Task. Write down each entry again, exactly as it reads.

Raw records.
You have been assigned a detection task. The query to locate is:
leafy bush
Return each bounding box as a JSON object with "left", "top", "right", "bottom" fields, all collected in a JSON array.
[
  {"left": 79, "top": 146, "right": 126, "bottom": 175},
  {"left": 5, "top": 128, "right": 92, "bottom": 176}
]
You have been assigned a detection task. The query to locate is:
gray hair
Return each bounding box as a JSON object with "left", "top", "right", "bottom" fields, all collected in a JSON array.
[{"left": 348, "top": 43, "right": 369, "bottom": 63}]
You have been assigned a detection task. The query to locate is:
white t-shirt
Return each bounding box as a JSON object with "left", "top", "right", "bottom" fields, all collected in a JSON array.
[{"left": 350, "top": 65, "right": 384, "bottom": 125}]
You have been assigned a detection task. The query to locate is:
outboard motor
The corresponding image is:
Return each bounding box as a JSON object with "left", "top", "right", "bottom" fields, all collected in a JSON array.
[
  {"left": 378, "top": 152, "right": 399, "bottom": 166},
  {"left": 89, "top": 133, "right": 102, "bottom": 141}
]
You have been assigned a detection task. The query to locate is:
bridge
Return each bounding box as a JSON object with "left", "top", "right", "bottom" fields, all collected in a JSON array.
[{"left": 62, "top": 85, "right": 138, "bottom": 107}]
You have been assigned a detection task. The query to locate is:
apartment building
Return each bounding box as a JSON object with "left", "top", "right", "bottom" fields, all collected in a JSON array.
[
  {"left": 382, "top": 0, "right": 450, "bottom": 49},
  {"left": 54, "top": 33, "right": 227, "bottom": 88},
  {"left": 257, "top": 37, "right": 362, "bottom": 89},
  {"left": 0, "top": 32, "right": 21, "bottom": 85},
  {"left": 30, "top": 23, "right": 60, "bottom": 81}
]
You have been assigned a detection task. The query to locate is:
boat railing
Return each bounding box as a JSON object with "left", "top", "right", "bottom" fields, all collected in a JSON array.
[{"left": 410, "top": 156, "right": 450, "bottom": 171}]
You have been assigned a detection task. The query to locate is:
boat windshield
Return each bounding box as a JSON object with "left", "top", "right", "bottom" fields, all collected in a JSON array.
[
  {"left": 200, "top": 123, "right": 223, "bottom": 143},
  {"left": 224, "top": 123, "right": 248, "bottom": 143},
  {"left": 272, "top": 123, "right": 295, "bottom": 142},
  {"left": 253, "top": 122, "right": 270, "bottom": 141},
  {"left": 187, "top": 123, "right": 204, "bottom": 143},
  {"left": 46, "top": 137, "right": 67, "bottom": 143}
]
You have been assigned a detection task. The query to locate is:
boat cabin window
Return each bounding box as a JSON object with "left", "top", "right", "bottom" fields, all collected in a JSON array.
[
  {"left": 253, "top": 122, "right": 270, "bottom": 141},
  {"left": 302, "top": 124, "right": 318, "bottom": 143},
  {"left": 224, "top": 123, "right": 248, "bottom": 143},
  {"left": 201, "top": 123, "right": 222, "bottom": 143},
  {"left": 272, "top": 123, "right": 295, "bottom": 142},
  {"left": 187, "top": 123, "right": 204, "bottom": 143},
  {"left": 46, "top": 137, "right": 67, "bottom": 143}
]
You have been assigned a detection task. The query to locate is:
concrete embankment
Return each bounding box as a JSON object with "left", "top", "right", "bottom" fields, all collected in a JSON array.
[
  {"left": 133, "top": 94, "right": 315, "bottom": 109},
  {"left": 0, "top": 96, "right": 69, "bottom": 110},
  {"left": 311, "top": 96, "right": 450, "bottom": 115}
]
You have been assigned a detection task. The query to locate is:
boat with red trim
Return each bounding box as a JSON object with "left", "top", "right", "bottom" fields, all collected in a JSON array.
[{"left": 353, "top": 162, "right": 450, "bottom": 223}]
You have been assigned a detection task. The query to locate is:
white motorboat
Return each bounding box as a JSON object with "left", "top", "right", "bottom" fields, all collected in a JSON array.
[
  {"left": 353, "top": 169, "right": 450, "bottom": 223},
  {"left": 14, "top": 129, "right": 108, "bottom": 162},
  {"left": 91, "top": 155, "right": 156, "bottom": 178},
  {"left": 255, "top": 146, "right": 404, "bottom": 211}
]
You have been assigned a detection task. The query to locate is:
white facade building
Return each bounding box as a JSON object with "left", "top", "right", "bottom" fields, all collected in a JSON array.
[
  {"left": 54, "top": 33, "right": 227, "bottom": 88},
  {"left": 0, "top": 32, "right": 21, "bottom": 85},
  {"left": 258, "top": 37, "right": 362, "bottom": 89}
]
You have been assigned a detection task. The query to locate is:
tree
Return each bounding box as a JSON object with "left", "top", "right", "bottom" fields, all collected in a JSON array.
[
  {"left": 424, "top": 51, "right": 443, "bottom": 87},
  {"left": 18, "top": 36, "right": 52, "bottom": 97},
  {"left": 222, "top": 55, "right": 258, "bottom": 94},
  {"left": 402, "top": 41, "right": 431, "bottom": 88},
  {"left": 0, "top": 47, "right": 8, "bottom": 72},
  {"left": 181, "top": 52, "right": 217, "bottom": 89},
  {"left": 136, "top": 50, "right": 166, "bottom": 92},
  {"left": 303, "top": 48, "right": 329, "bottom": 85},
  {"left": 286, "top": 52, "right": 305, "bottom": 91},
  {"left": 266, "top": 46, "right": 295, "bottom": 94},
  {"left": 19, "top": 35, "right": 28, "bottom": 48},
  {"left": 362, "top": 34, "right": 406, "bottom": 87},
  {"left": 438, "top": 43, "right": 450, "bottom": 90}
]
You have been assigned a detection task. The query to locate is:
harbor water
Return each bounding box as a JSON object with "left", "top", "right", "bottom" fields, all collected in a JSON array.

Task output.
You have been assigned a detection task. The query to locate is:
leafy bush
Return each bounding box as a JSON object with "left", "top", "right", "bottom" fields, all collected in a JSON array.
[
  {"left": 79, "top": 146, "right": 126, "bottom": 175},
  {"left": 5, "top": 128, "right": 92, "bottom": 176}
]
You have been assigned a detection task. The query to locate is:
gray hair
Return each bounding box as a JSON object with "left", "top", "right", "bottom" fields, all collected in a JSON array.
[{"left": 348, "top": 43, "right": 369, "bottom": 63}]
You have been assigned a detection task. The query to locate is:
white t-shirt
Return each bounding box as a JSON object with "left", "top", "right", "bottom" fields, all collected in a JSON array.
[{"left": 350, "top": 65, "right": 384, "bottom": 125}]
You have been assigned a detection task. The query to locate is:
outboard motor
The corresponding image is:
Return each bounding box as a JSON object with "left", "top", "right", "bottom" fields, all collected in a JSON array.
[
  {"left": 378, "top": 152, "right": 399, "bottom": 166},
  {"left": 89, "top": 133, "right": 102, "bottom": 141}
]
You have been assigned a detection task. The query to locate is:
bridge
Return each bounding box as a JSON object with "left", "top", "right", "bottom" fields, all collected in a JSON array.
[{"left": 62, "top": 85, "right": 138, "bottom": 107}]
You have been assigned a detection task. The query to locate is:
apartment building
Return each bounding box as a JSON object with "left", "top", "right", "bottom" fields, all collected in a JSON array.
[
  {"left": 382, "top": 0, "right": 450, "bottom": 49},
  {"left": 54, "top": 33, "right": 227, "bottom": 88},
  {"left": 257, "top": 37, "right": 362, "bottom": 89},
  {"left": 0, "top": 32, "right": 21, "bottom": 85},
  {"left": 30, "top": 23, "right": 60, "bottom": 81}
]
You have been assigned a detection task. The query to locate is:
boat railing
Return each bounding box as a JSON object with "left", "top", "right", "bottom" fields, all collected in a JSON array.
[{"left": 410, "top": 156, "right": 450, "bottom": 171}]
You have been assigned a detection task. The query to locate is:
boat windshield
Return each bounding box as a JSON object with "left", "top", "right", "bottom" fields, all collected in a JSON array.
[
  {"left": 200, "top": 123, "right": 223, "bottom": 143},
  {"left": 224, "top": 123, "right": 248, "bottom": 143},
  {"left": 272, "top": 123, "right": 295, "bottom": 142},
  {"left": 253, "top": 122, "right": 270, "bottom": 141},
  {"left": 187, "top": 123, "right": 204, "bottom": 143},
  {"left": 46, "top": 137, "right": 67, "bottom": 143}
]
You have been assigned a detection task. The query to locate is:
boat cabin window
Return each bounding box as a JSON object with "left", "top", "right", "bottom" fields, all collected in a JSON array.
[
  {"left": 253, "top": 122, "right": 270, "bottom": 141},
  {"left": 302, "top": 124, "right": 318, "bottom": 143},
  {"left": 224, "top": 123, "right": 248, "bottom": 143},
  {"left": 201, "top": 123, "right": 222, "bottom": 143},
  {"left": 272, "top": 123, "right": 295, "bottom": 142},
  {"left": 187, "top": 123, "right": 204, "bottom": 143},
  {"left": 46, "top": 137, "right": 67, "bottom": 143}
]
You have been assigned a detection task. The query to locate is:
concrete embankment
Return each bounding box as a JSON object with "left", "top", "right", "bottom" fields, all collected in a JSON array.
[
  {"left": 133, "top": 94, "right": 315, "bottom": 109},
  {"left": 0, "top": 96, "right": 69, "bottom": 110},
  {"left": 311, "top": 96, "right": 450, "bottom": 115}
]
You have been assigned a detection task. The query to locate is:
boat with red trim
Return each bounding box as a JSON object with "left", "top", "right", "bottom" fields, all collected in a JSON array.
[{"left": 353, "top": 162, "right": 450, "bottom": 223}]
You have been assigned a detection task. The query to locate is:
white motorboat
Return each bounding box as a JSON object with "left", "top", "right", "bottom" fields, all collected in a JSON array.
[
  {"left": 353, "top": 169, "right": 450, "bottom": 223},
  {"left": 14, "top": 129, "right": 108, "bottom": 162},
  {"left": 91, "top": 155, "right": 156, "bottom": 178},
  {"left": 255, "top": 146, "right": 404, "bottom": 211}
]
You have been assigned a detection task. The query to locate is:
white facade building
Return each bounding box as a JSON object with "left", "top", "right", "bottom" fields, all collected in a JSON array.
[
  {"left": 54, "top": 33, "right": 227, "bottom": 88},
  {"left": 0, "top": 32, "right": 21, "bottom": 85},
  {"left": 258, "top": 37, "right": 362, "bottom": 89}
]
You have been assigned a detection task. The query to locate is:
tree
Return each bounding box as a JSON object with "left", "top", "right", "bottom" fields, all collected in a JSON array.
[
  {"left": 424, "top": 51, "right": 443, "bottom": 87},
  {"left": 18, "top": 36, "right": 52, "bottom": 97},
  {"left": 222, "top": 55, "right": 258, "bottom": 94},
  {"left": 402, "top": 41, "right": 431, "bottom": 88},
  {"left": 0, "top": 47, "right": 8, "bottom": 72},
  {"left": 181, "top": 52, "right": 217, "bottom": 89},
  {"left": 136, "top": 50, "right": 166, "bottom": 92},
  {"left": 303, "top": 48, "right": 329, "bottom": 85},
  {"left": 286, "top": 52, "right": 305, "bottom": 91},
  {"left": 266, "top": 46, "right": 295, "bottom": 94},
  {"left": 19, "top": 35, "right": 28, "bottom": 48},
  {"left": 362, "top": 34, "right": 406, "bottom": 87},
  {"left": 438, "top": 43, "right": 450, "bottom": 90}
]
You have been assigned a detection task. The query to locate is:
harbor water
Return each bounding box as a JSON object with "left", "top", "right", "bottom" fields, all collected in a JSON array.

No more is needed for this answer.